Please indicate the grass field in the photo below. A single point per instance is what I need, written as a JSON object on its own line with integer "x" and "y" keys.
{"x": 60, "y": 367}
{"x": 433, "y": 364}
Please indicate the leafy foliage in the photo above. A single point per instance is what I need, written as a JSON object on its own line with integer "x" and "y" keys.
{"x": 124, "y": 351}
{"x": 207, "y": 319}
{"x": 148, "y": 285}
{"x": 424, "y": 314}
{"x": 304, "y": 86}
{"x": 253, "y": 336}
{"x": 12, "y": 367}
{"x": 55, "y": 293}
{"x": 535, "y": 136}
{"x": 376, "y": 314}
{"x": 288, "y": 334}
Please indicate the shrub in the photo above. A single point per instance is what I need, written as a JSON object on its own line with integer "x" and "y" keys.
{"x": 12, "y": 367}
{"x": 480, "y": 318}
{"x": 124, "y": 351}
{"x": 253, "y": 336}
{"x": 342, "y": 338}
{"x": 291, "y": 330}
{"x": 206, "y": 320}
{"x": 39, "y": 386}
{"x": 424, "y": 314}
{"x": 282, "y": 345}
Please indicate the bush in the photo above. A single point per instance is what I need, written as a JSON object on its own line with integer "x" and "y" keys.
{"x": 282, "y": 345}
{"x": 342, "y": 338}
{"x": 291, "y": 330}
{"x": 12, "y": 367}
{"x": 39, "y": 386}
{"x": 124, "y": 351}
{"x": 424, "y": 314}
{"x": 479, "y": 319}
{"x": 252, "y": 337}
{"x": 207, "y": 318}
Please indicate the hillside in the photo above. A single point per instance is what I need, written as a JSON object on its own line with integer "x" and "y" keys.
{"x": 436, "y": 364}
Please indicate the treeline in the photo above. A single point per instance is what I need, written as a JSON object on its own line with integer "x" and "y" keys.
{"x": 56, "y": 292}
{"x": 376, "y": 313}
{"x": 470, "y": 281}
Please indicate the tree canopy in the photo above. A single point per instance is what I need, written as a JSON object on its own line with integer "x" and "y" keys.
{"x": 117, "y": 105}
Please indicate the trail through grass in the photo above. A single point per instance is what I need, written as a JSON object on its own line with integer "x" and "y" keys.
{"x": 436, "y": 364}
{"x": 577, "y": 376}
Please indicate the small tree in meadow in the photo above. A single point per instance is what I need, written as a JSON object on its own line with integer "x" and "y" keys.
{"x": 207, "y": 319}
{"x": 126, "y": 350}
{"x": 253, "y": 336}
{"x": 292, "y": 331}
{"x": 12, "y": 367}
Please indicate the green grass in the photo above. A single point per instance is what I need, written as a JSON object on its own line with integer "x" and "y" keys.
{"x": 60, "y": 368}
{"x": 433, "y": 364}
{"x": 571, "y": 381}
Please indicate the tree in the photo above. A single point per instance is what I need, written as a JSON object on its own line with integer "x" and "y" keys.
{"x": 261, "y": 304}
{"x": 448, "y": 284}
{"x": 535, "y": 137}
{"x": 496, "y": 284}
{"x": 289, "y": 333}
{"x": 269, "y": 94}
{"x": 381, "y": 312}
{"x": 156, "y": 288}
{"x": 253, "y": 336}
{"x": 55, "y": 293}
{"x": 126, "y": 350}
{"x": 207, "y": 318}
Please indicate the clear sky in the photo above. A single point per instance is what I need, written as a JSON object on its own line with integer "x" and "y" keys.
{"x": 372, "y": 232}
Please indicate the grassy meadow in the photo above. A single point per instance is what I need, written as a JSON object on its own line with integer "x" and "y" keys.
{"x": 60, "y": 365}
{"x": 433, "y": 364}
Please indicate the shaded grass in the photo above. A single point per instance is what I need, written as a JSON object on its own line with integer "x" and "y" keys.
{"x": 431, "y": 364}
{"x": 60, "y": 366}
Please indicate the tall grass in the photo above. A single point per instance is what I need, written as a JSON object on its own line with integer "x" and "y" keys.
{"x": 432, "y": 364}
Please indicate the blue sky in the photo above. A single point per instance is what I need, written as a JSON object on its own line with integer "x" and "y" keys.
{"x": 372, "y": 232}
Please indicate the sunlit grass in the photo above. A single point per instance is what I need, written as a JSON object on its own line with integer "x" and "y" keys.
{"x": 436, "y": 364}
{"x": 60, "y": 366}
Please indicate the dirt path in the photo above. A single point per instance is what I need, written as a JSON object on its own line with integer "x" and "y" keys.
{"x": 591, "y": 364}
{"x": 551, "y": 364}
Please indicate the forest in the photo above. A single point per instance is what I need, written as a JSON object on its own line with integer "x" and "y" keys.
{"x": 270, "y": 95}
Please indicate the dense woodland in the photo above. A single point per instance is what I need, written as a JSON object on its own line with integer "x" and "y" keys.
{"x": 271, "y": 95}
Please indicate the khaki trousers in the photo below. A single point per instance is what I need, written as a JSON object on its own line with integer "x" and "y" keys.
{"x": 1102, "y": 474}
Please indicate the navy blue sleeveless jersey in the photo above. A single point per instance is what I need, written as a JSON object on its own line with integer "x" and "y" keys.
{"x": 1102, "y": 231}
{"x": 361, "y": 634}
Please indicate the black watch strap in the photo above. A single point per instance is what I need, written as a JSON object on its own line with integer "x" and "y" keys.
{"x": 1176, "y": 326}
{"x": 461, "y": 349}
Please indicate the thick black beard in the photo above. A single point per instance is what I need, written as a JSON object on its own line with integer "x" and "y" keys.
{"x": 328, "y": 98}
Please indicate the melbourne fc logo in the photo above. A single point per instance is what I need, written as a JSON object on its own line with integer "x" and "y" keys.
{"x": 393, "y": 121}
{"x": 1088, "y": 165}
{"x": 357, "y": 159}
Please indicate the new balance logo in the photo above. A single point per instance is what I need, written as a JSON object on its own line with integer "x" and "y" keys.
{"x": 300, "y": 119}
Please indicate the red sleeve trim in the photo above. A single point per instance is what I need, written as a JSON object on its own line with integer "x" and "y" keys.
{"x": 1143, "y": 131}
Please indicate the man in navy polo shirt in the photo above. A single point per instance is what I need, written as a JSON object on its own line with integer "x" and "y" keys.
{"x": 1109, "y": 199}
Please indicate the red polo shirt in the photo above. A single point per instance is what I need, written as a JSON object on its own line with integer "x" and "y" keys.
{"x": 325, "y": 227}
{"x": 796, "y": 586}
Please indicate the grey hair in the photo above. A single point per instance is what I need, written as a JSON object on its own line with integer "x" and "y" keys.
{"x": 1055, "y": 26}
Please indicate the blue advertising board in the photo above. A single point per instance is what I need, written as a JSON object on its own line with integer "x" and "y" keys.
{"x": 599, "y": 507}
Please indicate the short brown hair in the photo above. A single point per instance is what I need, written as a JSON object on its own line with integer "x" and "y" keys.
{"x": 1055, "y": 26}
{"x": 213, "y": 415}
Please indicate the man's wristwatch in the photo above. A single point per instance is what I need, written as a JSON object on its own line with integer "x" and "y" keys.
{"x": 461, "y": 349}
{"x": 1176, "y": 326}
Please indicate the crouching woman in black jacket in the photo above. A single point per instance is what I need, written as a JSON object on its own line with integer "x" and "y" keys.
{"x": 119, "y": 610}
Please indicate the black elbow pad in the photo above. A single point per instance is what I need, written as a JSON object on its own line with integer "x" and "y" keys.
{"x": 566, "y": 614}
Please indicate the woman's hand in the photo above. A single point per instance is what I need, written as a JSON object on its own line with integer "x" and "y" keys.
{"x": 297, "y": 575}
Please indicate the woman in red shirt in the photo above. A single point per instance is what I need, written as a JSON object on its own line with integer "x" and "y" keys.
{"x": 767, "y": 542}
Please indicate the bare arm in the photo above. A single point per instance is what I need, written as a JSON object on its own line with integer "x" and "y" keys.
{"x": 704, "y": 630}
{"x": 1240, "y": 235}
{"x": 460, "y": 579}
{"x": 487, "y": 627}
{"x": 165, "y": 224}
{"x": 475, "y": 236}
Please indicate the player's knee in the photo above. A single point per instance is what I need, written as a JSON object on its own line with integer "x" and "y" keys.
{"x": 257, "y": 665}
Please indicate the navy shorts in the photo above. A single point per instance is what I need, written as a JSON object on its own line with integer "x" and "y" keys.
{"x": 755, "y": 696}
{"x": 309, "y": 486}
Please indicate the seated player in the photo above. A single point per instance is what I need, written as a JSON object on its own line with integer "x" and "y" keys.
---------------
Starting at the line containing "Please indicate the woman's" and ending at the last line of the items above, lay out those lines as a JSON list of strings, one string per line, with blank lines left out.

[
  "Please indicate the woman's hand in the photo above. A single point per instance is what I need, written as a JSON object on its own line with integer \"x\" and \"y\" keys.",
  "{\"x\": 297, \"y\": 575}",
  "Please indicate the woman in red shirt in the photo above. A single point per instance is what I need, written as a JSON object on its own line with integer \"x\" and \"y\" keys.",
  "{\"x\": 767, \"y\": 542}",
  "Please indicate the bare arm in the photo above. A single point per instance is what I need, written as a JSON object on its own line with integer \"x\" and \"y\" keys.",
  "{\"x\": 704, \"y\": 630}",
  "{\"x\": 1240, \"y\": 235}",
  "{\"x\": 460, \"y\": 579}",
  "{\"x\": 487, \"y\": 627}",
  "{\"x\": 165, \"y\": 224}",
  "{\"x\": 475, \"y\": 236}",
  "Please indicate the player's knee in the photo above. A single point per instance is what I need, written as a JSON object on its own line with integer \"x\" and \"y\" keys.",
  "{\"x\": 257, \"y\": 665}",
  "Please indicate the navy shorts in the photo above. A single point per instance is what I need, written as a JSON object on its own line with integer \"x\" and \"y\" keys.",
  "{\"x\": 755, \"y\": 696}",
  "{\"x\": 309, \"y\": 486}",
  "Please indicate the seated player in the photo above. A single point per instance is what I need, written as a JSON object on its own line with integer \"x\" and \"y\" keys."
]